SELECTED TEXT —
==*==
Lightweight: A Division in Transition
When, in November of last year, Juan Manuel Marquez opted to enter the ring and go face to face with his long-time nemesis Manny Pacquiao for a third time, he was considered the best lightweight in the world. He had turned back the likes of wily Cuban southpaw Joel Casamayor, relentless Australian puncher Michael Katsidis and tenacious Texan brawler Juan Diaz. His second defeat to Pacquiao was tinged with controversy, many felt Marquez had won.
With revenge in his heart, the Mexican legend fought on with a low-key light welterweight bout earlier this year, hoping a fourth installment of the Marquez-Pacquiao opera would be on the horizon come the end of 2012. It now looks like the man we know as “Dinamita” will be making his vacation to higher weights a permanent stay. It leaves the 135 lb weight class in a transitional state. When better than now to take a look at the future of this historic division?
Considering the names that have graced lightweight over the years, it seems an insult to tradition for it to be filled with such uncertainty at this point though, like it or not, this is the position the weight class finds itself in, devoid of an undisputed champion and any real star-power.
Recently, some have seen lightweight as a stepping stone to higher poundage, where the plains are awash with big names and super-fights; Humberto Soto held onto this ideal while never really succeeding, Robert Guerrero bypassed the division with barely so much as a hello and goodbye, and Manny Pacquiao himself just hopped right on through the lightweight division.
Others seemed to have physical issues with the weight itself. Joan Guzman was notorious for his inability to cut down to 135, to the extent he came in nine (yes, nine!) pounds over for his rematch with Ali Funeka in 2010. Brandon Rios was touted as the heir at lightweight to Juan Manuel Marquez’s supremacy, but if his consistently gaunt appearance on the scales and multiple missed weights didn’t throw up red flags for this argument, his poorly scored victory over Richard Abril sounded out a full-scale alarm and a quick sprint up to 140 lbs.
Certain fighters have met more unfortunate ends to their lightweight ambitions. Jorge Linares was well respected but shocking cuts led to consecutive stoppage defeats. Edwin Valero was just emerging as a serious lightweight force, having surged through Antonio DeMarco, before succumbing to his personal demons outside the ring, meeting a tragic suicidal conclusion in 2010.
However, although the division may seem moribund, it is no wasteland and there remains a great deal of talent. The issue is simply how to coax the best out of it, and this will begin to be sorted out this September, when two quality fights are set to take place.
Antonio DeMarco looks to continue his form since his aforementioned defeat to Valero when he takes on the tough, hard-punching John Molina. DeMarco made a statement of intent with a career-best win over Linares last year. Behind on the scorecards, DeMarco chipped away, bloodying Linares’ face with a gruesome cut on the bridge of the nose before forcing a halt to the fight. Similarly, Molina came from behind to stop Hank Lundy two years ago, though until now he has not been able to capitalize on the momentum that victory should have given him.
==*==
(Point labeling dataset excerpts)
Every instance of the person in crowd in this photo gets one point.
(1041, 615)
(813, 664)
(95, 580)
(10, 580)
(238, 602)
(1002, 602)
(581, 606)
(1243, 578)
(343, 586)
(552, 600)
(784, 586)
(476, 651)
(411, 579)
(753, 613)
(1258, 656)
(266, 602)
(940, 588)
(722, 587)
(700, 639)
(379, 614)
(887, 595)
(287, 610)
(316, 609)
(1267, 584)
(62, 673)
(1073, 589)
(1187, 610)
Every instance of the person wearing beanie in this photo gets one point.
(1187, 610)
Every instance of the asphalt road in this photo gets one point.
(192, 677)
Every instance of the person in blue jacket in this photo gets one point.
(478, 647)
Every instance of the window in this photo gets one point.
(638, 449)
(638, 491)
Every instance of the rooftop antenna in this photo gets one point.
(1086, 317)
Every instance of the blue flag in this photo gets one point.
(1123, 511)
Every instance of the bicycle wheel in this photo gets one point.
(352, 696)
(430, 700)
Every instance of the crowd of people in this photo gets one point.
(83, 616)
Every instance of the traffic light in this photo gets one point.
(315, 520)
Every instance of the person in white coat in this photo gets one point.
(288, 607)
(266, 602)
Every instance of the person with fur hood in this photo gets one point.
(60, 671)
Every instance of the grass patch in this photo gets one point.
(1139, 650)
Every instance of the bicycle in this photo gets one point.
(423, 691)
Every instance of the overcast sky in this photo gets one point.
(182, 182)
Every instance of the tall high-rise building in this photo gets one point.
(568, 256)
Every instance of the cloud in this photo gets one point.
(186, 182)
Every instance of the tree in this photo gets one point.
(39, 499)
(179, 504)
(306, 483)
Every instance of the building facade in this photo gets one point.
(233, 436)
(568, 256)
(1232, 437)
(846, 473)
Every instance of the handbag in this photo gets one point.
==*==
TASKS TO CARRY OUT —
1. Copy the records word for word, from their first line through the line containing "(1123, 511)".
2. Carry on writing the article about the boxing lightweight division from the point where it ends.

OUTPUTS BY TASK —
1.
Every instance of the person in crowd in this photo gets one point.
(1041, 615)
(813, 664)
(95, 580)
(10, 580)
(238, 602)
(1002, 602)
(581, 606)
(1243, 578)
(343, 586)
(552, 600)
(784, 586)
(476, 651)
(411, 579)
(753, 613)
(1258, 656)
(266, 602)
(940, 588)
(722, 587)
(700, 639)
(379, 614)
(887, 595)
(287, 610)
(316, 609)
(1267, 584)
(62, 673)
(1073, 589)
(1187, 610)
Every instance of the person wearing beanie in this photo gets one point.
(1187, 610)
Every instance of the asphalt road in this photo gets one point.
(192, 677)
Every instance of the person in blue jacket in this photo gets one point.
(478, 647)
Every instance of the window in this photo gets one point.
(638, 449)
(638, 491)
Every instance of the rooftop antenna in this photo gets one point.
(1086, 317)
Every instance of the blue flag in this photo gets one point.
(1123, 511)

2.
Both DeMarco and Molina can bang with real effect, absorb shots and both have previously shown plenty of heart. Expect an uncompromising battle with an ending that perhaps may not be for the feint of heart.
In another potentially thrilling clash, Ricky Burns of Scotland takes on Englishman Kevin Mitchell in a battle that should draw widespread attention in the UK. Mitchell enjoys drawing his opponent in before punishing him, never was this exemplified better than when he viciously stopped John Murray last year. Burns is the defending WBO titlist and slight favorite having comfortably seen to Mitchell’s sole conqueror, Michael Katsidis. The winner of this contest will likely do his domestic reputation a world of good.
So September promises much, offering two fights containing four of the top 10 lightweights in the world, but beneath them the division remains fragmented. Miguel Vazquez has impressed as the IBF titlist though has shown no signs of stepping up to the competition surrounding him. Richard Abril effectively beat Brandon Rios in almost everyone but the judges’ eyes, but who would want to fight the slick Cuban on the back of that showing?
The winners of DeMarco-Molina and Burns-Mitchell will certainly establish themselves as possible leaders of the pack, but they lack the crossover marketability needed to see a real push for the victors to meet each other for all the lightweight marbles. Perhaps what is needed is star power. Here is perhaps where Yuriorkis Gamboa and Adrien Broner come in.
Gamboa’s fast hands and thrilling offensive attacked gained the Cuban much repute in the featherweight and pound for pound ranks. He previously signed to meet Brandon Rios at lightweight before various monetary and promotional issues ended up destroying what would have been an exciting match-up. Now signed to TMT promotions, led by 50 Cent and Floyd Mayweather Jr, Gamboa certainly won’t lack solid backing and is set to face Juan Carlos Salgado for his super featherweight title later this year. This may be just a short stopover until he continues his ascent to lightweight.
Broner is still yet to seriously prove himself in the ring. His Twitter presence, showmanship and recent stoppage wins have seen his star power rise, however, and having struggled with weight in the past he has now moved to lightweight where he is expected to begin establishing himself as one of the sports superstars.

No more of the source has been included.